_Dataset rows_
>> Begin

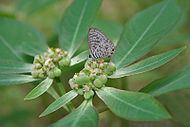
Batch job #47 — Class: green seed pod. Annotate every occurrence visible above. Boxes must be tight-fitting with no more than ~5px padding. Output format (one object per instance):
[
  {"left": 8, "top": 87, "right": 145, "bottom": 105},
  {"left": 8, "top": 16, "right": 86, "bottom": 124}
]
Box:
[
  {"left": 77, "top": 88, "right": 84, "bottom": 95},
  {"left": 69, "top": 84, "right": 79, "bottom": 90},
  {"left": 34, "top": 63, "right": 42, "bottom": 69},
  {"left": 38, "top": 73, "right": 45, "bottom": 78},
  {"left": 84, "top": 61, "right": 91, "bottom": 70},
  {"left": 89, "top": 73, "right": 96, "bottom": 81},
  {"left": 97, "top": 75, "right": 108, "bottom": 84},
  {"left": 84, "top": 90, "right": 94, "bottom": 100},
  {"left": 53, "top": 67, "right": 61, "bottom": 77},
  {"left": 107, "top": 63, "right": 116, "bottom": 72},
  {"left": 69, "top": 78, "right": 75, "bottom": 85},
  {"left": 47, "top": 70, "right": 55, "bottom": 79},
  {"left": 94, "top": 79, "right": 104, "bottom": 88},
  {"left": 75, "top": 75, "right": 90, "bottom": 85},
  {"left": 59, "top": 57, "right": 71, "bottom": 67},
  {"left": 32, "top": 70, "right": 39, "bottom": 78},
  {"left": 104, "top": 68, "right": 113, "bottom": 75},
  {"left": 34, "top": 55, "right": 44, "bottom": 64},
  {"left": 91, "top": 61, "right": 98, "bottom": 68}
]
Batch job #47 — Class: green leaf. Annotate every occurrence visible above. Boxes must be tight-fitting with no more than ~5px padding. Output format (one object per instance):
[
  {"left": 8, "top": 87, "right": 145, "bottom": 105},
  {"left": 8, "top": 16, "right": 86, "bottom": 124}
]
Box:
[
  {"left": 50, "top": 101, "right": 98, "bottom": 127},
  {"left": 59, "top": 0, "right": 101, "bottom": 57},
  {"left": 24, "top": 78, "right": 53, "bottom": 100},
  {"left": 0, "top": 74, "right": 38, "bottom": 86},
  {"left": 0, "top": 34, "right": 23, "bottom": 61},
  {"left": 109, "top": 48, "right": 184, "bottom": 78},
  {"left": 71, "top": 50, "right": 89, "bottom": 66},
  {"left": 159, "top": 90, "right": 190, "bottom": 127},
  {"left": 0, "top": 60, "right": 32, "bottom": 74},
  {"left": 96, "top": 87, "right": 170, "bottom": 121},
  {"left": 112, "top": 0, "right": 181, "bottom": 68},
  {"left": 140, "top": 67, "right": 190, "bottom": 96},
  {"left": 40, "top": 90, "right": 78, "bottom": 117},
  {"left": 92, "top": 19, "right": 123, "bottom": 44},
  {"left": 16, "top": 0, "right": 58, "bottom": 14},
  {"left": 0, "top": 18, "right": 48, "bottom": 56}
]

>> End
>> Begin

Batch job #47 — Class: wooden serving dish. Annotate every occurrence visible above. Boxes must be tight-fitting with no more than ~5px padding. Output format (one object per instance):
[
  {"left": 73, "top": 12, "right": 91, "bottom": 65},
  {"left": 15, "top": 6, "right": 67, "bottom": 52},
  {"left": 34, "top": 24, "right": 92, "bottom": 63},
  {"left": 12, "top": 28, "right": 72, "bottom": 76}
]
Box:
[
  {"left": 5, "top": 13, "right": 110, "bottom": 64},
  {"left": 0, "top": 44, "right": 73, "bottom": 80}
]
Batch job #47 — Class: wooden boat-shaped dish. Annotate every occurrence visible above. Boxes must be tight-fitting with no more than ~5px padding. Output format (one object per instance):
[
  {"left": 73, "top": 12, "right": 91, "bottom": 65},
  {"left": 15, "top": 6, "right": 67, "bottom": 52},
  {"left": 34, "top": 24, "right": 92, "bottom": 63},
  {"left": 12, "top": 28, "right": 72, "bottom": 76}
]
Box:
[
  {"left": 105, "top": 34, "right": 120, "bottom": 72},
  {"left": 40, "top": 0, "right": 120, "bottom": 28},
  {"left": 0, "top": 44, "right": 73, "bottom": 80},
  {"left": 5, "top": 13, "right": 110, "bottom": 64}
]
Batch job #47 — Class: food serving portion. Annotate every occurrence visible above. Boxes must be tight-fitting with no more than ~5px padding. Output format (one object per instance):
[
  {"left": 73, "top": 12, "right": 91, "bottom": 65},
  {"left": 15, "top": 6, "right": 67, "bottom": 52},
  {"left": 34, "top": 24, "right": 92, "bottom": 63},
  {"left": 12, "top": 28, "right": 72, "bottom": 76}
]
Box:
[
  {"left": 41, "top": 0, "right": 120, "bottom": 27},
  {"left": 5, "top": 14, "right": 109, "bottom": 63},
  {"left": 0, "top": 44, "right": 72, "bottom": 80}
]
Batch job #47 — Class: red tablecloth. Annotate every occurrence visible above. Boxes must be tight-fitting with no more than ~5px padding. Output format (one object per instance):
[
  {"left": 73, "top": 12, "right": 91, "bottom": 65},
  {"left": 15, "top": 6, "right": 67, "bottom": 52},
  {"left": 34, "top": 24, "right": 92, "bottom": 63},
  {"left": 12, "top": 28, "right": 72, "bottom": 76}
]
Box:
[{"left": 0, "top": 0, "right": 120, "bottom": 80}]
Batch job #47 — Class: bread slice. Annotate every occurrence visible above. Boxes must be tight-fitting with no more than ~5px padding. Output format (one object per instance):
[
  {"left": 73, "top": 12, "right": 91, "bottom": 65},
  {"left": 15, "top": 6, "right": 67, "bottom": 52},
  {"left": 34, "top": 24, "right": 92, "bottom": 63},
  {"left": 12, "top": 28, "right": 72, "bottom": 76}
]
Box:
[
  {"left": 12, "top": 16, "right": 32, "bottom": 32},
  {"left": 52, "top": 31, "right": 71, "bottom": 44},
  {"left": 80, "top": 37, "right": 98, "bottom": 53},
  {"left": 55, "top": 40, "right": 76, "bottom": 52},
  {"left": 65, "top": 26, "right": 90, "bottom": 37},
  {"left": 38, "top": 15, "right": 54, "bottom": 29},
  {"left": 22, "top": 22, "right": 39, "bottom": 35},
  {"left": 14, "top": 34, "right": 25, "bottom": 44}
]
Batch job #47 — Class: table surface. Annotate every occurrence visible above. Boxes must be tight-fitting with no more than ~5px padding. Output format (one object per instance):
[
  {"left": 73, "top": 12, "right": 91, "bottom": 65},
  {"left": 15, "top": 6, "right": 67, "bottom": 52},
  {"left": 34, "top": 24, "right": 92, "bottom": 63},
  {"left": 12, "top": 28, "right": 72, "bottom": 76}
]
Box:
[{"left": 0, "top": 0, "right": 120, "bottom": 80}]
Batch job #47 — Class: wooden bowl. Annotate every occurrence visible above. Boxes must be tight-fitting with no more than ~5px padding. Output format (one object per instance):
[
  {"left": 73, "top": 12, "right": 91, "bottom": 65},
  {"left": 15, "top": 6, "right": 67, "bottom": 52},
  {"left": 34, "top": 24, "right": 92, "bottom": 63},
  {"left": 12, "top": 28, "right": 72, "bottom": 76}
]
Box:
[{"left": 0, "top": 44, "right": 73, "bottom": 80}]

>> End
>> Begin

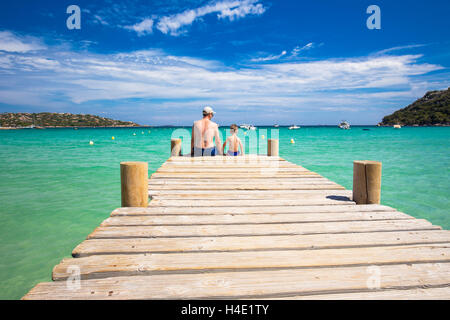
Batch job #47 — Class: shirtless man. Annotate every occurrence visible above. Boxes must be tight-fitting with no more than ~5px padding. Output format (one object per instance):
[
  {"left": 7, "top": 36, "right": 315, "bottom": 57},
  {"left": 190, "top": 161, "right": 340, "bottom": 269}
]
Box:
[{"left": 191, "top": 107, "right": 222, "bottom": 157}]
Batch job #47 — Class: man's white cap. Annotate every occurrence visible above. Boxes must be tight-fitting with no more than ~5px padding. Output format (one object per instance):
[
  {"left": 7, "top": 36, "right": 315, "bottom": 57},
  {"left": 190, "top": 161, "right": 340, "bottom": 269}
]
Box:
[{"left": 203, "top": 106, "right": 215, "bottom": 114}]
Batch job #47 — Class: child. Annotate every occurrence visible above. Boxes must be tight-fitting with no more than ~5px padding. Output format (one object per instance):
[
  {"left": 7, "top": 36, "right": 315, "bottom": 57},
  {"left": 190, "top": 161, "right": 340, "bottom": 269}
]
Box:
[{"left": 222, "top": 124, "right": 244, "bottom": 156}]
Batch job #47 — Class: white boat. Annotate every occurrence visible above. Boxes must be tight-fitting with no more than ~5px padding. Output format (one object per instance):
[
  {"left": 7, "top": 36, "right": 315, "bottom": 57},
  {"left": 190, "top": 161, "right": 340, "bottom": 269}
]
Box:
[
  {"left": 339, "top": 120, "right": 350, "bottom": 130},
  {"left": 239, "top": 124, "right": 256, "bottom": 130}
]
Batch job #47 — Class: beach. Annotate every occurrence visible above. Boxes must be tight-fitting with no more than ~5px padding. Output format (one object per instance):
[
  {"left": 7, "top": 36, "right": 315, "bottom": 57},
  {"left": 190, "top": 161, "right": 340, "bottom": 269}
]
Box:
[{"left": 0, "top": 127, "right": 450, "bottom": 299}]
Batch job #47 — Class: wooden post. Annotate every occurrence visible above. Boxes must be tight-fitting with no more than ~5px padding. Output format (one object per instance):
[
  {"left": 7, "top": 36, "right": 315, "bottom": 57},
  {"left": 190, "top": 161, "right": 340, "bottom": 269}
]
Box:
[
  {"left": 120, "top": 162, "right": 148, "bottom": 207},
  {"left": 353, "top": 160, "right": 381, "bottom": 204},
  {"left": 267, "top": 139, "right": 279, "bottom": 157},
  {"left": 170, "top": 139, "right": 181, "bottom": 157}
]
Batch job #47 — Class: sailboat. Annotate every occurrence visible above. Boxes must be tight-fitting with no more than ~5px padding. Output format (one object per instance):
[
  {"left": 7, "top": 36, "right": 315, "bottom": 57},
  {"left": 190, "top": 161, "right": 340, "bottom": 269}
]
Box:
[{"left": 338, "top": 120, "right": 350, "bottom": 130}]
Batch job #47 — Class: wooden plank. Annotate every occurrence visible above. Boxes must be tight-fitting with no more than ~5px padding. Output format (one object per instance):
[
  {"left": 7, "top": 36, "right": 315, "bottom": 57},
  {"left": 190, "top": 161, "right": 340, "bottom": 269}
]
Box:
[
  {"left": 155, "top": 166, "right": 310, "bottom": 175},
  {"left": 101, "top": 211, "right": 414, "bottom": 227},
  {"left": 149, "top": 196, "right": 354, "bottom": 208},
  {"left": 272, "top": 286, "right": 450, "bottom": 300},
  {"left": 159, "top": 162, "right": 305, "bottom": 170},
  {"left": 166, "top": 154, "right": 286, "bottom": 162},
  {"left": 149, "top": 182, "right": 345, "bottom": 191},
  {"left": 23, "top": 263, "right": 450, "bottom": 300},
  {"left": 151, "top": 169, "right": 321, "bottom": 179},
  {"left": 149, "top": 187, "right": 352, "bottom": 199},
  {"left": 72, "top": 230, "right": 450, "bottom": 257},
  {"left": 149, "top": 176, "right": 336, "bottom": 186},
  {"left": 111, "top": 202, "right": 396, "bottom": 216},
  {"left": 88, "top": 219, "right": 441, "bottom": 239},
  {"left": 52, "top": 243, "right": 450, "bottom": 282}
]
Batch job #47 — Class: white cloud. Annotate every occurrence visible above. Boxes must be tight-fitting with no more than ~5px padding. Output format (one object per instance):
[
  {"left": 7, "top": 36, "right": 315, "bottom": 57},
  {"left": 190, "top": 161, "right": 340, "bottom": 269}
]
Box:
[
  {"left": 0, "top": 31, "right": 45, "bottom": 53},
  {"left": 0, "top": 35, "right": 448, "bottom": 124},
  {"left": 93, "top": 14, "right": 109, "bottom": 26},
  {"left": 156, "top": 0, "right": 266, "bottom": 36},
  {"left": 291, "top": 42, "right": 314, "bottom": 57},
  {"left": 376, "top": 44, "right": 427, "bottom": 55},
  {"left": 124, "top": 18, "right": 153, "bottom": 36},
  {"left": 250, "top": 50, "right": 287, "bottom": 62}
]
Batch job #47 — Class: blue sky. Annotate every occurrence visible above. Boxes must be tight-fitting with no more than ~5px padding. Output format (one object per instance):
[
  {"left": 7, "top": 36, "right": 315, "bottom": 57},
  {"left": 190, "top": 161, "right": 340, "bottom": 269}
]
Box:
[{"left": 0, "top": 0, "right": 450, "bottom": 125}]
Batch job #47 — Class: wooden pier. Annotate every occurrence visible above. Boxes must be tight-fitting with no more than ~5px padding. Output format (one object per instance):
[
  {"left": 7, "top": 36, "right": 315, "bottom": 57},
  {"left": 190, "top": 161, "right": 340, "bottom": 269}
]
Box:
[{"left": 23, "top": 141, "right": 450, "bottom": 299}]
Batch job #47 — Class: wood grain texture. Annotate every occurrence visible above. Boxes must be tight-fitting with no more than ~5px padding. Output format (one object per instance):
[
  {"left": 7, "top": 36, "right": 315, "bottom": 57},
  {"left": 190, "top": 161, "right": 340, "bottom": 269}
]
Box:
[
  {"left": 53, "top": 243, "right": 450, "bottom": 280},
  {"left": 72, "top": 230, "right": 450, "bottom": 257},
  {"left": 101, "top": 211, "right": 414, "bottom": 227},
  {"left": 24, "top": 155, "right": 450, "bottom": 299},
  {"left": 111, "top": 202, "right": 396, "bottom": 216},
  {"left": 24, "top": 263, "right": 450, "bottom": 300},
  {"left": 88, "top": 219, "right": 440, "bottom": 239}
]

>> End

_Challenge_
From the items above, pull out every line containing the string "serving" and copy each one unchanged.

_Response for this exercise_
Batch job #47 — Class: wooden serving dish. Annotate every occurrence visible above. Boxes must be tight-fitting with no more than ~5px padding. Output format (one object per instance):
Batch job #47 — Class: food serving portion. Annotate every occurrence visible above. Boxes must be tight-fitting with no more than ~5px padding. Output format (one object per instance):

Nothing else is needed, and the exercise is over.